** Opening The input block **
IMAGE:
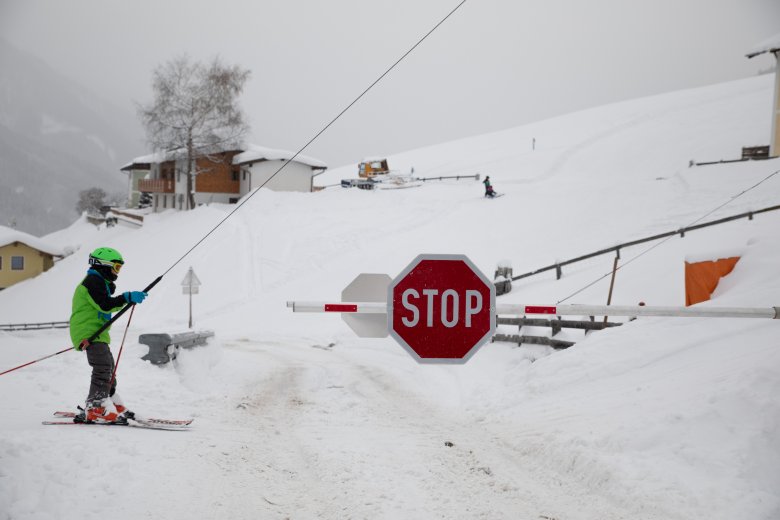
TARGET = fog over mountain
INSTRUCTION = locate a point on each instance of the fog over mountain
(57, 137)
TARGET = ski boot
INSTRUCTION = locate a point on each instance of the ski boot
(102, 411)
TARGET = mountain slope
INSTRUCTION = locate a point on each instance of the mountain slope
(659, 419)
(58, 138)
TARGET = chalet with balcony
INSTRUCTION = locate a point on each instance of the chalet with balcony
(224, 177)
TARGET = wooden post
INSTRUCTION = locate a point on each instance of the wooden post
(612, 284)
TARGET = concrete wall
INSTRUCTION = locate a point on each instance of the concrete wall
(35, 262)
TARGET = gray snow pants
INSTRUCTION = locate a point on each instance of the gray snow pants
(102, 362)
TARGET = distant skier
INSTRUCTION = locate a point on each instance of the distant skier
(93, 304)
(488, 187)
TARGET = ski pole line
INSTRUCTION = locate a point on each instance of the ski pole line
(317, 135)
(658, 244)
(121, 347)
(252, 194)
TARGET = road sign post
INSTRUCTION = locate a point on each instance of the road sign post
(190, 285)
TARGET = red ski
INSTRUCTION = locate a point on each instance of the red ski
(146, 421)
** Closing The input block **
● What to produce
Verbatim reproduction is required for the line holding "INSTRUCTION = locate a point on each instance of the concrete" and for every line after it in the records, with no other line included.

● Answer to this task
INSTRUCTION = locate a point on each instance of the concrete wall
(35, 262)
TARGET = gray snow pants
INSTRUCTION = locate a point on each instance of the gray snow pants
(102, 362)
TARGET = distant skier
INSTRUCTION = locate a point on each instance of the distant skier
(93, 304)
(488, 187)
TARGET = ski pole line
INSTRUCTION = locate a point on each instance of the ski pole line
(317, 135)
(658, 244)
(121, 347)
(252, 194)
TARGET = road sign post
INSTRUCTION = locate a point on each instance of the road sign post
(190, 285)
TARGET = red ski
INSTRUCTION = locate a point on each instance of the red ski
(146, 421)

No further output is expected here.